__TASKS FOR THIS EXERCISE__.
A) In the review of The Dark Horse, change "Auckland" to "Wellington" and write out everything from "You are able" down to "at the monument." with that one change.
B) According to the review of The Dark Horse, who was the film's cinematographer?
C) Proceed with the review of The Dark Horse, picking up after its last sentence.

__DOCUMENT SECTION__.
**********
Complexity and hurt is central to James Napier Robertson’s emotionally charged film The Dark Horse. All the characters are fighting a battle inside and outside of themselves. They are trying to rescue themselves from inner hurt whilst attempting to prove to everyone that nothing is quite as bad as it seems.
Through the looking glass we meet Genesis Potini (Cliff Curtis), a former chess champion who is released from a mental institution provided a family member look after him; this family member comes in the form of Ariki, Genesis estranged gang member brother. Some rather stiff armed welcomes by other gang members await.
Ariki’s son Mana (James Rolleston) takes an initial dislike in Genesis but warms up to him over time.
On many occasions humour is well used to break some heavy emotional moments up. When Genesis first walks into the chess club for displaced Youth, everyone is giving themselves nicknames. Once a few small laughs got going, it turned into a wave of hysteria. On another occasion Mana is arguing with his uncle. “You shouldn’t be looking through other people’s stuff,” Genesis says. “You shouldn’t be sleeping in other people’s beds” Mana snaps back.
Basics are well covered. Dark lighting always surrounds every gang member or person inside Ariki’s house. There is just an uneasy feeling being near there. Cinematographer Denson Baker’s captures every unwelcome mood with ease. Warm music radiates every time chess is being played; just enabling youngsters from hard backgrounds to temporarily escape hard times by playing a simple game to build intelligence builds wanders.
You are able to tell the characters are hurting a lot. That inner battle is remaining true to themselves but as is often the case, compromise is king. Mana wants to join the chess club on their trip to the chess tournament in Auckland, sneaking out from gang headquarters to join in on chess practice. For much of it Genesis and Mana get away with living secret lives; Genesis is sleeping at the monument.
**********
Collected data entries

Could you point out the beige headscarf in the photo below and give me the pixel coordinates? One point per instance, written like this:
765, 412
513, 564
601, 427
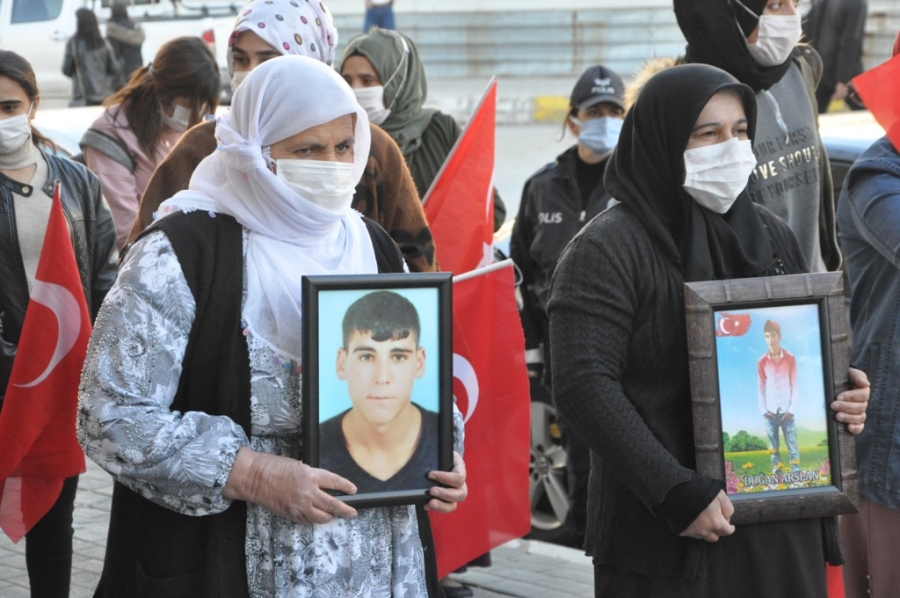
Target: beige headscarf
397, 62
**********
__RESPONSES BY TASK__.
A)
You are able to tell the characters are hurting a lot. That inner battle is remaining true to themselves but as is often the case, compromise is king. Mana wants to join the chess club on their trip to the chess tournament in Wellington, sneaking out from gang headquarters to join in on chess practice. For much of it Genesis and Mana get away with living secret lives; Genesis is sleeping at the monument.

B) Denson Baker

C)
The film would have ended on a higher note had the chess tournament been at a later stage. Returning to Gisborne afterwards left an empty feeling of unresolved tensions which would skewer out of control. How low can things sink? Thankfully, Cliff Curtis wonderful performance never slides into obscurity; always remaining true to the character. It was a performance which required more than just putting on extra weight and donning a silly hairstyle and Curtis nailed it.
So who is most memorable in the cast? Hard to say. Miriama McDowell’s Sandy is such a sweetheart, full of love and care as is Kirk Torrance. James Rolleston is a magnet. Every line he delivers, every tear he sheds, there is so much intense passion. I’d recommend looking at Wayne Hapi; this man knows his character is troubled and had no problem ensuring that he remains deeply torn.
Sometimes life becomes complicated when new opportunities arise. The Dark Horse shows that hope does exist if you know where to look. Sometimes it is knocking in the strangest areas.